■ **SOURCE DOCUMENT**:
####

Perhaps feminists need to define their terms. If feminism is equal to equality, what is their definition of equality? Already, I’m hearing moderate feminists claim this new duchess has sold out and bought in to “the epitome of patriarchal power”. I’m confused. Queen Elizabeth II is a woman and a queen who has ruled for more than half a century without any threat of man or king becoming her superior, nor even her equal. I even saw her face on some money the other day! Not that I see money very often. Over time, Queen Elizabeth II has won the respect and attention of cynics, even egalitarians. She has held herself with dignity, attended to tragedies and consoled the grieving more times than can be counted and impressively refused to retire from duty.
Now, contrast QEII with early modern feminism’s pinup girl, Jane Fonda. Fonda encouraged women not to enter the institution of marriage, yet from 1965-2001 Fonda was never unmarried for even a stretch of two years. Adding insulting irony to injury, Fonda retired from work and became the trophy wife to third husband and billionaire, Ted Turner. During the Vietnam War, Fonda’s ill-informed and insensitive comments about American POWs caused a tidal-wave of anger and sadness to US soldiers for decades, who demoted her to the contemptuous rank of “Hanoi Jane”.
Even moderate feminist keyboard heroes have often accused me of being a privileged white, middle-aged (pfft) male heterosexual. If you call someone privileged, you’re actually being judgemental. To point out the colour of my skin is actually racist. To diss me for my generation is ageism. To make mention of my gender is sexist. To limit my argument because I’m heterosexual is heterophobic. How are these views “equality”?

####

■ **DATA RECORDS**:
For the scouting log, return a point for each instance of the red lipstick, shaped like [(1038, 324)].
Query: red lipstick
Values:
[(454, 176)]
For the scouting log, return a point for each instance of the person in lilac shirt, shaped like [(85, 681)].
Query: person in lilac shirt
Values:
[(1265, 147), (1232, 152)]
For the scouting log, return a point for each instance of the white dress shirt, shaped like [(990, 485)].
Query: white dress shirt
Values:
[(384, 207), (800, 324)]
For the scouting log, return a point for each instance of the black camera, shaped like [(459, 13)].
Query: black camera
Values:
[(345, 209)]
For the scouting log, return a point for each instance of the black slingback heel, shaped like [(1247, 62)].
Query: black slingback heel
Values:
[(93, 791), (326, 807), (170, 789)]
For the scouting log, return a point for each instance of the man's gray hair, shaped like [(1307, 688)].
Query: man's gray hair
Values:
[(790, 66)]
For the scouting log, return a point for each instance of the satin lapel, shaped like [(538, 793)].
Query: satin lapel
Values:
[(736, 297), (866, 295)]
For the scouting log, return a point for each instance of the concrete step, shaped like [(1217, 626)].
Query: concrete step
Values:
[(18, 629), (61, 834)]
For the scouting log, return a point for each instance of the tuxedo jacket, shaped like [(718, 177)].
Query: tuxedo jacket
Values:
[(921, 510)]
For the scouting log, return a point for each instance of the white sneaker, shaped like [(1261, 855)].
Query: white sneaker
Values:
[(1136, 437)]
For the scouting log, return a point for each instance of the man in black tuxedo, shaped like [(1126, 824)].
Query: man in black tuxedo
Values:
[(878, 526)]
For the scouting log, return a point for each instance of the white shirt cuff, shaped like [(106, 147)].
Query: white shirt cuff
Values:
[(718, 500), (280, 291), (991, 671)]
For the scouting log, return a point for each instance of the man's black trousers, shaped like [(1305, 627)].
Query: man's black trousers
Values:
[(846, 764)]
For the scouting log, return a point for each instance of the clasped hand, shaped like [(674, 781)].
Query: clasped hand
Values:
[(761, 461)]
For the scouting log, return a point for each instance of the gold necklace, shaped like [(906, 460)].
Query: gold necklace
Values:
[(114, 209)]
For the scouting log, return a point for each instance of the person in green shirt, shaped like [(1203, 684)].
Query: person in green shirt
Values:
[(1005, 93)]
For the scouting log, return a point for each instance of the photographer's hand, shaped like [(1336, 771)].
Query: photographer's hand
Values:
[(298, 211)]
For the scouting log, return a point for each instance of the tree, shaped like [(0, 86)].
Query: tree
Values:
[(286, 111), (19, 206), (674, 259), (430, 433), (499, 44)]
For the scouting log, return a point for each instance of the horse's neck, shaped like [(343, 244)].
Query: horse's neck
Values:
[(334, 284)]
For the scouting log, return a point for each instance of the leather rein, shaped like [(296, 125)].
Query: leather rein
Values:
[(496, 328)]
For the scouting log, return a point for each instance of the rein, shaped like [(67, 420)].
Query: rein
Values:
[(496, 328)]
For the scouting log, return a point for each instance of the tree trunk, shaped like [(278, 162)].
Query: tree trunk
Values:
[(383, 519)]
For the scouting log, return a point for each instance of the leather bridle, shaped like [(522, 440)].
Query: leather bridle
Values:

####

■ **ACTIONS TO TAKE**:
- 1) In the piece on feminism and equality, whom did Jane Fonda become the trophy wife of after she retired from work?
- 2) Resume the piece on feminism and equality after its last sentence.
The lines after the feminism piece are separate material.

■ **RESPONSES BY TASK**:
- 1) Ted Turner, her third husband and a billionaire.

- 2)
Think of the great British Prime Minister Margaret Thatcher, or Enid Lyons – the first Australian woman elected to the House of Representatives and serve in federal cabinet, who had 12 children. These women were almost the opposite of modern feminists.
One of the most successful women I have ever known said to me recently that male and female are equal in many ways without feminist interference; they are complimentary to each other. She added that feminism has broken this complimentary element in society, leading to more and more outlandish statements and “rights” that stamp men underfoot in their quest for equality. When she said this I thought “that's going straight to the pool room!” … i.e. I’m writing that in an article and pretending I made it up.
Women have enough pressure on them these days without being told by feminists they’re not allowed to be and do what they consider feminine.
There are no guarantees that the vague and contradicting paths feminists are demanding will lead to women living happily ever after.